■ **Exercises**
(A) In the data story on the Doria Pamphilj opera holdings, why did the German Historical Institute in Rome launch the Partitura Project? Answer in one to three sentences.
(B) Please take the data story on the Doria Pamphilj opera holdings further, beginning right after its final sentence.
--- BEGIN Document extract ---
Daniel de Lafeuille, Nouvelle Carte D’Italie - Nieuwe Kaart van Italien, 1706, Wikimedia Commons, Public Domain
Abstract: This data story illustrates a digital exploration of reserach data on opera holdings of the Doria Pamphilj Archive by the Partitura project of the German Historical Institute in Rome (DHI Rome). By enriching the Partitura dataset with established authority sources such as Wikidata, RISM, GeoNames, and transforming it to LOD, new analytical insights into the historical and musicological dimensions of the opera collection are revealed. Leveraging services provided by NFDI4Culture and EOSC, the study exemplifies how data federation with European infrastructures can significantly enhance interoperability of research data and create multimodal research perspectives. Methodologically, the story uses examples ranging from genre distribution analyses to geospatial mappings of opera premiere locations as well as music information retrieval through federated SPARQL queries.
Introduction
The Archivio Doria Pamphilj in Rome houses a significant yet largely unexplored collection of operatic materials dating from the 16th to the 19th centuries. Originally assembled between 1764 and 1777 by Giorgio Andrea IV Doria Landi Pamphilj (1747–1820), this archive includes approximately 300 bibliographic units encompassing sacred music from the 16th and 17th centuries, vocal and instrumental music from the 18th century, and printed music from the 19th century. Notably, the archive contains 27 complete opera scores, 21 collections of varied arias ("Arie diversi"), and 128 individual aria manuscripts from the late 18th and early 19th centuries.
Palazzo Doria Pamphilj, Rome / 1779; Wikimedia Commons, Public Domain
To facilitate scholarly access and promote deeper musicological research, the German Historical Institute in Rome (DHI) initiated the "Partitura Project," supported by the German Research Foundation (DFG) between 2008 and 2015 under the leadership of Dr Roland Pfeiffer. The project accomplished comprehensive digitisation of opera scores from both the Doria Pamphilj and the Massimo collections, resulting in a digital archive comprising approximately 115,000 images and a database of around 30,000 aria incipits.
Research questions
Our data story addresses two research questions:
firstly, whether selected datasets from the DHI can be effectively federated within European data spaces using data-driven methods, thereby generating novel insights that surpass the original data;
and secondly, how these federated data can be employed to unlock new research potentials and concrete scholarly advancements in music-historical studies.
Methodologically, the exploration was designed as a structured experiment, constrained to a 100-hour timeframe spread across four weeks. The investigation exclusively utilised cloud-based European infrastructures, notably those provided by NFDI4Culture and the European Open Science Cloud (EOSC).
A key aspect involved employing artificial intelligence and knowledge graphs, particularly for data curation, semantic enrichment, and assisted programming. Quality control was maintained through a "human-in-the-loop" approach, while data federation occurred in real-time during analyses. The experiment aimed at demonstrating measurable improvements in data interoperability, enhanced discoverability and interpretative value, and the creation of new multimodal interaction opportunities with historical datasets.
--- END Document extract ---
--- BEGIN Dataset ---
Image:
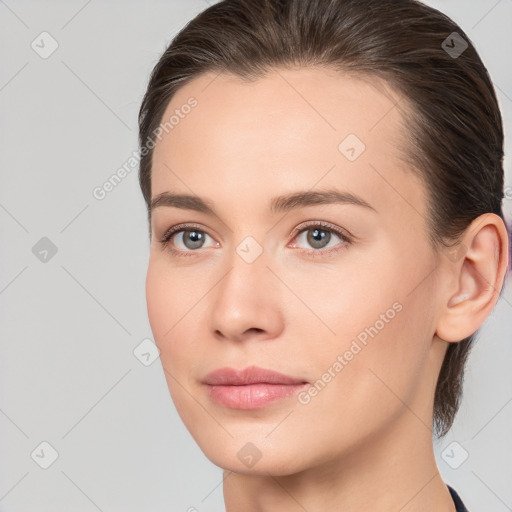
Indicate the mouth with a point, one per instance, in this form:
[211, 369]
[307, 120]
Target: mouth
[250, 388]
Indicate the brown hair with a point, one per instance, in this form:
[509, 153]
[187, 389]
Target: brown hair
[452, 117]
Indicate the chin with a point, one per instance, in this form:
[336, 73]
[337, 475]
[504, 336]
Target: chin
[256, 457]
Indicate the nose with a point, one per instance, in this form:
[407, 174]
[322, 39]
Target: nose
--- END Dataset ---
--- BEGIN Dataset ---
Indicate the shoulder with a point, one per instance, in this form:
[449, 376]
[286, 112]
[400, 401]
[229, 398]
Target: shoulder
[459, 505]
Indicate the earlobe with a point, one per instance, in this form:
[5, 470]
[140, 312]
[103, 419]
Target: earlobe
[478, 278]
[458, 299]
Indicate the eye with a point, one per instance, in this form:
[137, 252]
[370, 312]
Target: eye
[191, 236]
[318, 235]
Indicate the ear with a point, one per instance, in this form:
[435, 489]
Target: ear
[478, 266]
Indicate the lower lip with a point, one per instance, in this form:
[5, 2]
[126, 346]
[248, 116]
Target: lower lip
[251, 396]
--- END Dataset ---
■ **The replies**
(A) The German Historical Institute in Rome launched the Partitura Project to make the opera materials easier for scholars to access and to promote deeper musicological research.

(B)
Envisaged data federation and methodological approach
Data preparation
Initial Dataset
Although openly accessible via the Partitura website, the initial metadata set presented significant challenges, such as inconsistent spellings, variations in dates, and non-standardised attribution of composers, operas, and arias. Additionally, the metadata utilised RISM identifiers but lacked further authoritative references or standardised interfaces for data exchange.
Challenges in the Partitura source data
Application of 5 Star Linked Open Data Principles
The data preparation adhered strictly to Sir Tim Berners-Lee’s 5 Star Linked Open Data principles, progressing from basic availability as open licensed data online, through structured and standardised formats, ultimately reaching the highest level of interlinking with external datasets using W3C standards (RDF and SPARQL). This process ensured robust semantic interoperability and facilitated scholarly reuse and citation of data.
Step 1: Migration to relational database with REST API
As a preliminary step, data were systematically transferred into a no-code database environment from NFDI4Culture (NocoDB). This enabled initial data disambiguation and created structured access via APIs suitable for automated processing. The resulting structured dataset consisted of clearly disambiguated entities:
Step 2: Semi-automated enrichment with authority data
Subsequent enrichment involved semi-automated linking of entities with authority data sources. The achieved accuracies and efforts involved in linking were documented precisely as follows:
Entity Type
Linked Source
Accuracy (%)
Duration
Composers
Wikidata
78.05
10 min
Composers
RISM
95.12
10 min
Locations
Wikidata
75.00
30 min
Theatres
Wikidata
100.00
180 min
Inventory Entries
RISM
19.15
20 min
Operatic Scores
RISM
27.65
0.5 days
Additional curation
Manual
-
1.5 days
This enrichment process substantially improved the dataset’s scholarly value and interoperability.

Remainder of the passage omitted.